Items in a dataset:

* * * *

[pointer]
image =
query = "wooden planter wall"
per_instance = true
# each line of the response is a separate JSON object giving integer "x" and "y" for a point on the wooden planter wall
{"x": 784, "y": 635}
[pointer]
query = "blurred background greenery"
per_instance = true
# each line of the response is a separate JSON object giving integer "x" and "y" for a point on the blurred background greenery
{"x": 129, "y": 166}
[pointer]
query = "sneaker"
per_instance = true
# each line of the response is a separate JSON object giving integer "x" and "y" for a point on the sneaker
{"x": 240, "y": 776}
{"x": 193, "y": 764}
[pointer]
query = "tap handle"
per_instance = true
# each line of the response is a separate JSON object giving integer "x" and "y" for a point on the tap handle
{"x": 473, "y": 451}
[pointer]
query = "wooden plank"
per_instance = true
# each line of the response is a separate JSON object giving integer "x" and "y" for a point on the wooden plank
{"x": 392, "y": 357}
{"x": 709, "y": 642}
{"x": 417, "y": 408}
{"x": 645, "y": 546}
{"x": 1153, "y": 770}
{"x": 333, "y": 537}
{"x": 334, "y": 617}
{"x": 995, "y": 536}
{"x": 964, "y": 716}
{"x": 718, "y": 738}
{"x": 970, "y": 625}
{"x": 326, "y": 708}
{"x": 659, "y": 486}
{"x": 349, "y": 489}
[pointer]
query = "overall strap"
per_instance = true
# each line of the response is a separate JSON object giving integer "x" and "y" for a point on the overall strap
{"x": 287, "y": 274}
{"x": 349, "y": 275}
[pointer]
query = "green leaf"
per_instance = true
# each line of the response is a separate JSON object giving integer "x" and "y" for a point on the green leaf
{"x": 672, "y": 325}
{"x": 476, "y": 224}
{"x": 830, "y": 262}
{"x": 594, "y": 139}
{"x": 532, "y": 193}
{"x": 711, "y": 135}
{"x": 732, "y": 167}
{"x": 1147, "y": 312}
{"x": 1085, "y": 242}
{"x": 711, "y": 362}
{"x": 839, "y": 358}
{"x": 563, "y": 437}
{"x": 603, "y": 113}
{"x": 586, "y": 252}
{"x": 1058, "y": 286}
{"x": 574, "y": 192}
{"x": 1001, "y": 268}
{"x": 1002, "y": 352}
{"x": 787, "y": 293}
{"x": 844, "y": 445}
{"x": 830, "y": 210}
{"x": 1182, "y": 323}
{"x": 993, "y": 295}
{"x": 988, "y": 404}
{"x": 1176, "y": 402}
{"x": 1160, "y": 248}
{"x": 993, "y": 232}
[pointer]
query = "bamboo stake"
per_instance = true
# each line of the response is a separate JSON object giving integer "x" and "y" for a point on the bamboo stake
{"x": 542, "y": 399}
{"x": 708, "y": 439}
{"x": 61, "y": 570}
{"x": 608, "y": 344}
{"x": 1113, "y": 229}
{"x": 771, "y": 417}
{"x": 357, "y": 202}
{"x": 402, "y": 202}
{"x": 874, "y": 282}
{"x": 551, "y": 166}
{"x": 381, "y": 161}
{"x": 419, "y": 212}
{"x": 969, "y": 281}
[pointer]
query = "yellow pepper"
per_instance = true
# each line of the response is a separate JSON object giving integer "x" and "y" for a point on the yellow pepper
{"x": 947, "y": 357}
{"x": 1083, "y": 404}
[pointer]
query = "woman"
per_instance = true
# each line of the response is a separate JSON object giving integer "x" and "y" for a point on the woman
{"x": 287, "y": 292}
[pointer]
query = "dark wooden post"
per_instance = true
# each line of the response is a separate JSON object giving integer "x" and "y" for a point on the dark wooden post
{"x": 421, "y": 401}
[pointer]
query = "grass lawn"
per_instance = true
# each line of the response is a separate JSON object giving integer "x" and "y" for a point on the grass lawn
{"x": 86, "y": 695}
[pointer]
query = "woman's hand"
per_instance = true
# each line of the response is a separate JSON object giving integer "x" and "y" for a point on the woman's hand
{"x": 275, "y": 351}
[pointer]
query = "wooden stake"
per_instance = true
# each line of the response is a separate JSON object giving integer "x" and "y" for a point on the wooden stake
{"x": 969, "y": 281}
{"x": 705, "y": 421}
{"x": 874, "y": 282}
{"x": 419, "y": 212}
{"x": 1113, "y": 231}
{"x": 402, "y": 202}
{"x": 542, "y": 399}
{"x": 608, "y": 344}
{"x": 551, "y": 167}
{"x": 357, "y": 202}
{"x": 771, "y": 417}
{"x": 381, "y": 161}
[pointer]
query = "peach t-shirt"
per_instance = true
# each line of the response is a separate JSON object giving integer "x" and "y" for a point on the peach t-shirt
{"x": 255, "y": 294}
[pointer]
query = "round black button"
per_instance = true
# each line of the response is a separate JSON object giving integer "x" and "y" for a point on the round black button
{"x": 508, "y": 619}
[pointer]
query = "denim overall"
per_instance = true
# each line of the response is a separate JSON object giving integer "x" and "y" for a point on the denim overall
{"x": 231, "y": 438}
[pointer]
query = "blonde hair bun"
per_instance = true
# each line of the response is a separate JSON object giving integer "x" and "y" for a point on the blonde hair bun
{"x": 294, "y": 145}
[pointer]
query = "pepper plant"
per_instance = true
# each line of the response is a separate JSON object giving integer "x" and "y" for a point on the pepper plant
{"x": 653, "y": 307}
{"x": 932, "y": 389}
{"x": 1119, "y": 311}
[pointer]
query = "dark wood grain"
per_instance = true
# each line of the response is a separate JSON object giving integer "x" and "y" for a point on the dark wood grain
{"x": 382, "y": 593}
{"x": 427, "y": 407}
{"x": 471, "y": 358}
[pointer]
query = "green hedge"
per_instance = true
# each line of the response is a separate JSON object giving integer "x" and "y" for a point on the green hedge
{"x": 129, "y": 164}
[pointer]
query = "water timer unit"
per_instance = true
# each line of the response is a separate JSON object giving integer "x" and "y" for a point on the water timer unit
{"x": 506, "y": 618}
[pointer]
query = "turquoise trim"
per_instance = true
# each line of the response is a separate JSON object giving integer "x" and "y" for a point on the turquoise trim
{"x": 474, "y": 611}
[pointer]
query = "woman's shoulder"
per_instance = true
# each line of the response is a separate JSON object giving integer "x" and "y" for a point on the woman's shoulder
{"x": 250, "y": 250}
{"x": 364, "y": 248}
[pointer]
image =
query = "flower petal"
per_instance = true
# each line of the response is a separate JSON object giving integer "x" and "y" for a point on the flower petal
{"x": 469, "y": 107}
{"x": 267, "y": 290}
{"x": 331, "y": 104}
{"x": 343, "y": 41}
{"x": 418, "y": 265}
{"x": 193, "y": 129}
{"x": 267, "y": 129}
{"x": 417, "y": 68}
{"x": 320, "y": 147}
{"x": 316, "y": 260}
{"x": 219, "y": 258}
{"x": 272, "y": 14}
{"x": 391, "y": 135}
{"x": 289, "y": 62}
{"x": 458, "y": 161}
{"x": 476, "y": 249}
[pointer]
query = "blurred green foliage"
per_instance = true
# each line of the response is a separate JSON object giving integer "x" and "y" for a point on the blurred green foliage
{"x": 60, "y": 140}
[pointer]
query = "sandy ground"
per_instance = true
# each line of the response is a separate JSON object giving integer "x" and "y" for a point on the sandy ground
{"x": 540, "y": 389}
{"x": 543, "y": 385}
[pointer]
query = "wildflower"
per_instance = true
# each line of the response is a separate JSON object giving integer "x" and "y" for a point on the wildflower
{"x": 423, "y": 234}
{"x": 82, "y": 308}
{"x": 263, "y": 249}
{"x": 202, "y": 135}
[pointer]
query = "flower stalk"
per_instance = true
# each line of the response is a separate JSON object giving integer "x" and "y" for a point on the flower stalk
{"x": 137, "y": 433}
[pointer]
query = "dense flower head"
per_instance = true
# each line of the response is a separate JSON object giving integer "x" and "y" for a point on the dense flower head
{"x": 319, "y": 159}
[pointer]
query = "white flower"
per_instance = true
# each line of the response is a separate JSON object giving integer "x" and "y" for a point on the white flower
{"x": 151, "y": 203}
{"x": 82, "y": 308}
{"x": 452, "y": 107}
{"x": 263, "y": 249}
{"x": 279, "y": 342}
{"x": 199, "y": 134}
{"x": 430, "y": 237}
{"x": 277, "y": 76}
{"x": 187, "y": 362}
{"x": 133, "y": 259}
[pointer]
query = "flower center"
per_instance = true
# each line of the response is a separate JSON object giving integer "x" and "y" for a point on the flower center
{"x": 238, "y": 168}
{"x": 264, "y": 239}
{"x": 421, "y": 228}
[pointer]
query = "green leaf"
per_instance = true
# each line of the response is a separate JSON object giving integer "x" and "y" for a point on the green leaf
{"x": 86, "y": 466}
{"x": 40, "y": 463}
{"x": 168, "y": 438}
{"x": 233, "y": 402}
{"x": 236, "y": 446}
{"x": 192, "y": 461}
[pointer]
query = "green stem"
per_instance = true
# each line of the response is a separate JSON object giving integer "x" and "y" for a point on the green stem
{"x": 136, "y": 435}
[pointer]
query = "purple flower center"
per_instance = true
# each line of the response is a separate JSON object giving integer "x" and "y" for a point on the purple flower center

* * * *

→ TASK OBJECTIVE:
How many of the rows above contain the string "black"? Reply with the number alone.

→ TASK OUTPUT:
2